The Lucy Family Institute for Data & Society at the University of Notre Dame is a multidisciplinary research center focused on advancing data science and artificial intelligence for social good. Through the iTREDS (Interdisciplinary Training and Research in Ethical Data Science) program, we integrate technical expertise in data science with ethical, social, and policy considerations. Our capabilities include applied data science, machine learning, natural language processing, data visualization, and responsible AI. We specialize in translating complex data into actionable insights while ensuring that solutions are equitable, transparent, and socially responsible. The program emphasizes experiential learning through industry partnerships, research, and applied projects.
EmpowerHER: Community-Driven Breast Cancer Digital Health Platform
Problem: Women in Northeastern Indiana face significant structural and informational barriers to breast cancer awareness, early detection, and care navigation.
Scope: Led an interdisciplinary, community-engaged project that evolved from a localized mobile app concept into a scalable, web-based platform. The project incorporated surveys, focus groups, and qualitative analysis to ensure culturally responsive design and accessibility.

Stored dataset items
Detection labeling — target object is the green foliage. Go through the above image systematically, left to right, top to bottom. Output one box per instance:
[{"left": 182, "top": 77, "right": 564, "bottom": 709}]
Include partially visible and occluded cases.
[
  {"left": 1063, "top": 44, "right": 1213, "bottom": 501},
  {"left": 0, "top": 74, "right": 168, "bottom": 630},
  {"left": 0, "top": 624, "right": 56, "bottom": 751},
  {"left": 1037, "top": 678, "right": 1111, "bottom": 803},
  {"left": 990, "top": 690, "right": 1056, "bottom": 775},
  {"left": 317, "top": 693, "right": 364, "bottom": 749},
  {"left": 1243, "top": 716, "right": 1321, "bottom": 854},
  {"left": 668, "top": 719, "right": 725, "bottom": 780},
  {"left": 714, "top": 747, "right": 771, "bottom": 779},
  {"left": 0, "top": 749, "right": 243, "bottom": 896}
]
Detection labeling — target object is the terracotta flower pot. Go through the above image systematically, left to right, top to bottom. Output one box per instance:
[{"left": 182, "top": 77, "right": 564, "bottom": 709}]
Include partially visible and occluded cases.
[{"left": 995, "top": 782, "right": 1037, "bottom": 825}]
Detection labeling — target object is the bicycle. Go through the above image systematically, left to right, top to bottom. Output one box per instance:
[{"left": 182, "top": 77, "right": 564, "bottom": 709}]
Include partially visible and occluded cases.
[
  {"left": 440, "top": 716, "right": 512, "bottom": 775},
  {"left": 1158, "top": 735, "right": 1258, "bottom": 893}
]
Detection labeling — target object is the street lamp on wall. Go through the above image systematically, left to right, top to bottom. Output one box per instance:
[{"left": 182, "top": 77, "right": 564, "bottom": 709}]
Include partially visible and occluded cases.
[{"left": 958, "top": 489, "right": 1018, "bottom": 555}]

§ Exercises
- A) List every capability the Lucy Family Institute text names for the institute.
- B) According to the Lucy Family Institute text, where do the women facing barriers to breast cancer awareness and care live?

§ Answers
- A) Applied data science, machine learning, natural language processing, data visualization, and responsible AI.

- B) Northeastern Indiana.